**TASK GOAL**
After finding the line with "Query: creamy dip in bowl" in the entries below, retype exactly each line from there through the line with "Query: bowl rim", including that final line.
(RECORDED INFORMATION begins)
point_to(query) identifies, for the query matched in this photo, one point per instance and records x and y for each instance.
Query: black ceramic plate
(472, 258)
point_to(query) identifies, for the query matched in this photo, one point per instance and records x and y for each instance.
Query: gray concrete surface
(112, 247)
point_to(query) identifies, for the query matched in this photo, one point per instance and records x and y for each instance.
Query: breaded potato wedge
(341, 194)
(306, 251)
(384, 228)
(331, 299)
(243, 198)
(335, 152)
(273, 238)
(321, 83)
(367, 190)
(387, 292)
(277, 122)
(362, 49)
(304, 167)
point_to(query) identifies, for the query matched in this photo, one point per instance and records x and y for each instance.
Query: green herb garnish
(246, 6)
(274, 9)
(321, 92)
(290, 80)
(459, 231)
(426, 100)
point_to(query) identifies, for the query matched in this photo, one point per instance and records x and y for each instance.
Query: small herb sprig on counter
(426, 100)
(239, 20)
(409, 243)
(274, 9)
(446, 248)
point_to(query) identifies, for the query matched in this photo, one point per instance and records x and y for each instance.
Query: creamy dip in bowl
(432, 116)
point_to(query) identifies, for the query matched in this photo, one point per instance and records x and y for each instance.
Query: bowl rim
(RECORDED INFORMATION ends)
(RECORDED INFORMATION begins)
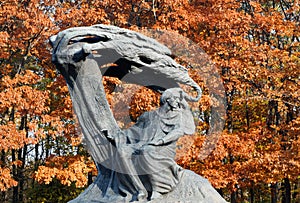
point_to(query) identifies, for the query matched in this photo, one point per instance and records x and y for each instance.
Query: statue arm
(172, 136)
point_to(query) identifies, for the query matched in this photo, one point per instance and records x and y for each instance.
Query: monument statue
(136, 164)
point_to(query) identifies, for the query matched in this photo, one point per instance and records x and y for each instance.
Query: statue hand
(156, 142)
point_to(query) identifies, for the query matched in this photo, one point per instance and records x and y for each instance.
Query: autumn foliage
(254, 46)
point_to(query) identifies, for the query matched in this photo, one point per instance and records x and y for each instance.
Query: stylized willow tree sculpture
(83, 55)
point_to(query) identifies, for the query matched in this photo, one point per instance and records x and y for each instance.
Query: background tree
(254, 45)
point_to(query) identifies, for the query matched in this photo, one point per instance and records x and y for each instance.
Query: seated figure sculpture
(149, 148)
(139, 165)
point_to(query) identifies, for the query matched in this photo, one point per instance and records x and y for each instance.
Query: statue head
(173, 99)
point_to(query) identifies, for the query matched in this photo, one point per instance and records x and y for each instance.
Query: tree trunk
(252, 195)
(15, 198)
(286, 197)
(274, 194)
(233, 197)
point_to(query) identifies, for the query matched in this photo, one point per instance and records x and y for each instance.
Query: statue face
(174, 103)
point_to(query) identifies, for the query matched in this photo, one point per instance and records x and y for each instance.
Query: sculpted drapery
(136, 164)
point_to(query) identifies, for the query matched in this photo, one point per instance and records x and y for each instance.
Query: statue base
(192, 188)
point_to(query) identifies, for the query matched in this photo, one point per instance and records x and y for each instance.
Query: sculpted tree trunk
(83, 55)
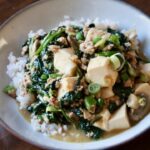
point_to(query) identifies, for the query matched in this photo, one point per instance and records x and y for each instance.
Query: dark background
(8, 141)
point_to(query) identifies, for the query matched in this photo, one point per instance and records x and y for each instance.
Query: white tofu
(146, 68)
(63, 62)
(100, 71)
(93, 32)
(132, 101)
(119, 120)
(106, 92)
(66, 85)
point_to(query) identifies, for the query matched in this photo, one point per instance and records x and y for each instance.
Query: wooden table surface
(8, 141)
(RECORDED INFORMATION ends)
(RECORDED INFORMATION begins)
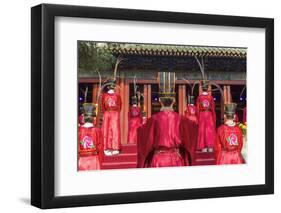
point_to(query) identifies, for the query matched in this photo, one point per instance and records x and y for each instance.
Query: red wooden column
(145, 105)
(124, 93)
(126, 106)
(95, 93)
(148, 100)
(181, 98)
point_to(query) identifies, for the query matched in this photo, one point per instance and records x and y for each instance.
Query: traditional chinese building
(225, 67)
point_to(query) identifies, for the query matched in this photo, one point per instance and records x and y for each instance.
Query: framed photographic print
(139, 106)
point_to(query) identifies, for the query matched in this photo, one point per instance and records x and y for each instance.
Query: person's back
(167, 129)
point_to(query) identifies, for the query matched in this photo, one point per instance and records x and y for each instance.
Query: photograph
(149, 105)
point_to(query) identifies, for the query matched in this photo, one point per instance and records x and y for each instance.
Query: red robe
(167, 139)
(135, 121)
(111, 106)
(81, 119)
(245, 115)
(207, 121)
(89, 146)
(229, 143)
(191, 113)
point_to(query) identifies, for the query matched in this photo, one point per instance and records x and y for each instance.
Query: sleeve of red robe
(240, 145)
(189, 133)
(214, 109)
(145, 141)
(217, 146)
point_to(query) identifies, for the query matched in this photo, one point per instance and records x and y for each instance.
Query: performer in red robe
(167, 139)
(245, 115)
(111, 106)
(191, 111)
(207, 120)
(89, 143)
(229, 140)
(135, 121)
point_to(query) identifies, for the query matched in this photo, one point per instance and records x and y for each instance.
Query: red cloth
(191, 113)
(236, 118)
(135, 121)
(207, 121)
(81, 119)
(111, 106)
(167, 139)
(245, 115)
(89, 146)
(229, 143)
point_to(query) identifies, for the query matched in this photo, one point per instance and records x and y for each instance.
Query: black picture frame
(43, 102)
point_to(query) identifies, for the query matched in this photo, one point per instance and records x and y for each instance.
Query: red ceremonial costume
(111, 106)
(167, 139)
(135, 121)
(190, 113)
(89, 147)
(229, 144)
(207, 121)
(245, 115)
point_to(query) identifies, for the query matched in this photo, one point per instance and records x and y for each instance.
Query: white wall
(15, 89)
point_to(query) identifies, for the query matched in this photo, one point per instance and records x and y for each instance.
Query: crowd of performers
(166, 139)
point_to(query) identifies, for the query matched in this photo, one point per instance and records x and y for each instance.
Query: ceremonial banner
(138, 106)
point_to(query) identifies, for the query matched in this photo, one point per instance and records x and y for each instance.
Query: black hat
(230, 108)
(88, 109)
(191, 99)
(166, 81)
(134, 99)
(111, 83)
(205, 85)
(RECORDED INFORMATION ends)
**SOLUTION FOR THIS TASK**
Query: creamy dip in bowl
(432, 116)
point_to(query) identifies, for the query matched in this photo, one point per instance and records x and y for each instance.
Query: bowl rim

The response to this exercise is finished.